== Passage to read ==
================

ULS Workshop Wiki


FailureIsConstant

It's not a matter of what to do when the system fails, but a matter of "hundreds of components are failing all the time" how can we design and implement software to live well with that? -FabioKon.

I can think of two examples of systems that already do it. One is the world-wide-web. One of the reasons that it works so well is that it assumes that just because a URL worked a minute ago is no reason to assume it will work now. Failure is built into the communication model. Moreover, the system really DOES fail, so if someone mistakenly tries to build a system assuming that communication is reliable, they are quickly set straight. Because the web is like this, web services tend to be like this, as well. When you build a system on web services, you know the odds that your components will fail is high. It is not like Unix programs, where many C programmers assume that a write will always succeed and do not check for errors. They get away with it because file systems don't fill up very often, and that is the main reason a write fails unexpectedly in Unix. This shows the importance of a pattern I'll call CreateFailure.

================

== Given entries ==
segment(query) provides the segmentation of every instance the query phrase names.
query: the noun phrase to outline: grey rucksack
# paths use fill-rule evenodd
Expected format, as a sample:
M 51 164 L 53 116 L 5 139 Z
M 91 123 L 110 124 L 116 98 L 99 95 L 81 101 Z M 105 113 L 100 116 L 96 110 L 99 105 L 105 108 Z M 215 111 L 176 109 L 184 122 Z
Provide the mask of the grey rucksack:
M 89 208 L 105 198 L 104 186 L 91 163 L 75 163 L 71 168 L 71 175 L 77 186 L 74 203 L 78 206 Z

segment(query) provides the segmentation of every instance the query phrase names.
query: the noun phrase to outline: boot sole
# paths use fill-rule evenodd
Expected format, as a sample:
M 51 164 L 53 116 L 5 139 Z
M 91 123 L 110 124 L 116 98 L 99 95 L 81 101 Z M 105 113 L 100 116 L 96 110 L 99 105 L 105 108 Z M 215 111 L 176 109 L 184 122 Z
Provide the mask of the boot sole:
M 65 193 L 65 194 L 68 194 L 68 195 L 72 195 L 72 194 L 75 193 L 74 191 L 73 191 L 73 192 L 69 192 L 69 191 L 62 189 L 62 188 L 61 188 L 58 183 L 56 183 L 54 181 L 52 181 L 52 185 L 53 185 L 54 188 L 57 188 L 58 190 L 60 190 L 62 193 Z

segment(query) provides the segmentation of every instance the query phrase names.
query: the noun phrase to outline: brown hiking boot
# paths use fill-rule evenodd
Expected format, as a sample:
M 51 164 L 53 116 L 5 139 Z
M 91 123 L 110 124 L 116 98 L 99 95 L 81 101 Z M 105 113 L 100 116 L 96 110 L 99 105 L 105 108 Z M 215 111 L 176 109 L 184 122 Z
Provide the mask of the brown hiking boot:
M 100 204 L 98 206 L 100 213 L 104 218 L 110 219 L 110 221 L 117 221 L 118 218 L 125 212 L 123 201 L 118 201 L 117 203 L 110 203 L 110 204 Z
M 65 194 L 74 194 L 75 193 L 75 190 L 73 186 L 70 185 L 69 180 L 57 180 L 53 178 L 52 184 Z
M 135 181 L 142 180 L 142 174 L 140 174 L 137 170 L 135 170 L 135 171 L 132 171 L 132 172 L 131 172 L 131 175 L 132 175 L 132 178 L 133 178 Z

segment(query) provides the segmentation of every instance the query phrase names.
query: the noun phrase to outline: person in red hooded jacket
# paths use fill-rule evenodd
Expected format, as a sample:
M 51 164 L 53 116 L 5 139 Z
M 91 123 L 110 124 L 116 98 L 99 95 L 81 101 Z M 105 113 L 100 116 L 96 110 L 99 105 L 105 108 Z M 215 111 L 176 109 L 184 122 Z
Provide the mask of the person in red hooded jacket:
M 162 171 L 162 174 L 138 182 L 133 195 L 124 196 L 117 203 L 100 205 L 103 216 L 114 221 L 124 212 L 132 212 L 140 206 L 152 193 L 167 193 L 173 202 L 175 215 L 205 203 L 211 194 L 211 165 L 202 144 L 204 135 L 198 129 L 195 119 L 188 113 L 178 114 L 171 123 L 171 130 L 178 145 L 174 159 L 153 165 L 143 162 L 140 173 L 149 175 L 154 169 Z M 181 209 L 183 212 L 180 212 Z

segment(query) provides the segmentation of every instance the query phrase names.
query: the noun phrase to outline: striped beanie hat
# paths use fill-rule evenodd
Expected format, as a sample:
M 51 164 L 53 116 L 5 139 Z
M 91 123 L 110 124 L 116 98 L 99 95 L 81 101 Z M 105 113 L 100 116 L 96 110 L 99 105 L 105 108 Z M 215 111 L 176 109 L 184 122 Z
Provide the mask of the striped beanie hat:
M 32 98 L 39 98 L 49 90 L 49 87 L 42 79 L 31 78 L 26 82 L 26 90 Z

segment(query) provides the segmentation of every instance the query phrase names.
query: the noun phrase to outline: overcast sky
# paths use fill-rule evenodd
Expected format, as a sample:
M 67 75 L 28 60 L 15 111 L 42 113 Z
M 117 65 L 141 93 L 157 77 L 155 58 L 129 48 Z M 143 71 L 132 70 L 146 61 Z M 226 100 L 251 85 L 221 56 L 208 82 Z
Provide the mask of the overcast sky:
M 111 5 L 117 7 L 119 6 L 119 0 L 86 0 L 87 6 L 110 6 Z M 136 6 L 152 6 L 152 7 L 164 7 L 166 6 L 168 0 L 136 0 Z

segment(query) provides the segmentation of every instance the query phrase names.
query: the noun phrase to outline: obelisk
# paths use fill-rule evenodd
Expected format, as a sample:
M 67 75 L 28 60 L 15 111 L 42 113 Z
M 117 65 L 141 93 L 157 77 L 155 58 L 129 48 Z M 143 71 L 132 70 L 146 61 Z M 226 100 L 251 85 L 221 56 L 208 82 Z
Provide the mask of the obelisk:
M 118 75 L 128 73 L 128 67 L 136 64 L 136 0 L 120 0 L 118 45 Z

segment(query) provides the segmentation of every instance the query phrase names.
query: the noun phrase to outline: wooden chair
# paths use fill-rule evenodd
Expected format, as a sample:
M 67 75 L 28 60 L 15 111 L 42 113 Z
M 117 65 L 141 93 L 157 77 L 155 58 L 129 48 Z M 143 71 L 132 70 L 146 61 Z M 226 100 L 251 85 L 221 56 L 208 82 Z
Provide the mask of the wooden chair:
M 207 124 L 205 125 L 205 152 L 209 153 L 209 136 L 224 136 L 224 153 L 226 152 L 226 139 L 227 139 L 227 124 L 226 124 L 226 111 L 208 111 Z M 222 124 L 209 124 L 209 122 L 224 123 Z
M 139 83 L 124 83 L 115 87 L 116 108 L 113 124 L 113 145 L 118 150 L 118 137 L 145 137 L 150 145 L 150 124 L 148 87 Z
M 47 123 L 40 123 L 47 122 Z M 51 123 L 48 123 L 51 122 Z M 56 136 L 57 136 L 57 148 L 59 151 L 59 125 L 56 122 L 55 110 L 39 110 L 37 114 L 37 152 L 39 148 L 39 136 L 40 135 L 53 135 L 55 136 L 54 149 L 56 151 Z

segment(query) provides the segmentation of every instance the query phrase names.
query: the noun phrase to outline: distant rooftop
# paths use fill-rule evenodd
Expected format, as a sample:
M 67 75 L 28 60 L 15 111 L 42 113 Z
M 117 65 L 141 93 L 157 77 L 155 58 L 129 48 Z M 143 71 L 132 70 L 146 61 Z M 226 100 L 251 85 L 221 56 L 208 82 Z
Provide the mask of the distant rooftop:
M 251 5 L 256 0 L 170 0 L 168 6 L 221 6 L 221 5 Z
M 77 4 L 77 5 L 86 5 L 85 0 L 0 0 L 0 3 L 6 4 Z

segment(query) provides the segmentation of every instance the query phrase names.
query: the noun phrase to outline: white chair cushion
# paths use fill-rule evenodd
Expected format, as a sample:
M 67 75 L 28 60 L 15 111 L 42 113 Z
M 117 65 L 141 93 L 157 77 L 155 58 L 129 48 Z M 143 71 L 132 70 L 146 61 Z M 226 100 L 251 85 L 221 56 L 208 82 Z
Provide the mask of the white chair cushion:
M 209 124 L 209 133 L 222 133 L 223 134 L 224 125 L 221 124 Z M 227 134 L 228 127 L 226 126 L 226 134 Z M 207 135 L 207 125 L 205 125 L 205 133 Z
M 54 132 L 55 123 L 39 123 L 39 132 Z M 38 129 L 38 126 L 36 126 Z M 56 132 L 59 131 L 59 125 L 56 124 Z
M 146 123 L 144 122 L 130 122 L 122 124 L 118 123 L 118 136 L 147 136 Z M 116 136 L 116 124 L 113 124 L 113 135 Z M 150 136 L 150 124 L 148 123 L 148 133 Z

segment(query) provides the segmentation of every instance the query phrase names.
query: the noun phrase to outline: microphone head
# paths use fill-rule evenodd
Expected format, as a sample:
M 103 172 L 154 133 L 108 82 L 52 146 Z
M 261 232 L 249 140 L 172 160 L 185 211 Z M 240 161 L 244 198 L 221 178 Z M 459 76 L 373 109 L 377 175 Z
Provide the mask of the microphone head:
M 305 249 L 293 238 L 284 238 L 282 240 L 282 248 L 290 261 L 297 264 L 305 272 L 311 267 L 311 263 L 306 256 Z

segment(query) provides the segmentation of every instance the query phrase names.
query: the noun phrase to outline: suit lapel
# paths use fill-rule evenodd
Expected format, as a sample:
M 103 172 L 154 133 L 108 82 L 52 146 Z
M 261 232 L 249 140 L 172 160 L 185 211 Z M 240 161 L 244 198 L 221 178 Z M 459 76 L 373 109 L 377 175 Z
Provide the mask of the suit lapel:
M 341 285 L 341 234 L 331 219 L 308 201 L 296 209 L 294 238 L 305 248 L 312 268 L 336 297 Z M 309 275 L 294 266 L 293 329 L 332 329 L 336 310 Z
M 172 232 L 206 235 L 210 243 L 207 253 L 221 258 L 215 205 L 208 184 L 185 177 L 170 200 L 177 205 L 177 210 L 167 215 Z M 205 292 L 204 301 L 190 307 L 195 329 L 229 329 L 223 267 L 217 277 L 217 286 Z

================

== To-do list ==
(A) Can you reproduce, word for word, the part of the FailureIsConstant wiki page between "ULS Workshop Wiki" and "with that? -FabioKon.", inclusive?
(B) How would the FailureIsConstant wiki page go on after its final sentence? Write the continuation.

== Responses to the exercise ==
(A)
ULS Workshop Wiki


FailureIsConstant

It's not a matter of what to do when the system fails, but a matter of "hundreds of components are failing all the time" how can we design and implement software to live well with that? -FabioKon.

(B)
Another example is Erlang. One of the reaons it is so good at building reliable systems is that failure is a key part of Erlang interprocessor communication. One of the expected results of every message is "receiver died". Processes are independent from each other, so failure propagates only when you want it to. The possibility of failure and the independence of processes is built into the langage. Joe Armstrong (the author of Erlang) has a whole bunch of patterns that are used to limit failure, and I'd like to learn them. I am not proposing Erlang as a solution to ULS because no programming language will be. However, its model of interprocess communication is similar to that of web services and is just what is needed in a ULS. I bet that many of Joe Armstrong's patterns would be important in a ULS, as well.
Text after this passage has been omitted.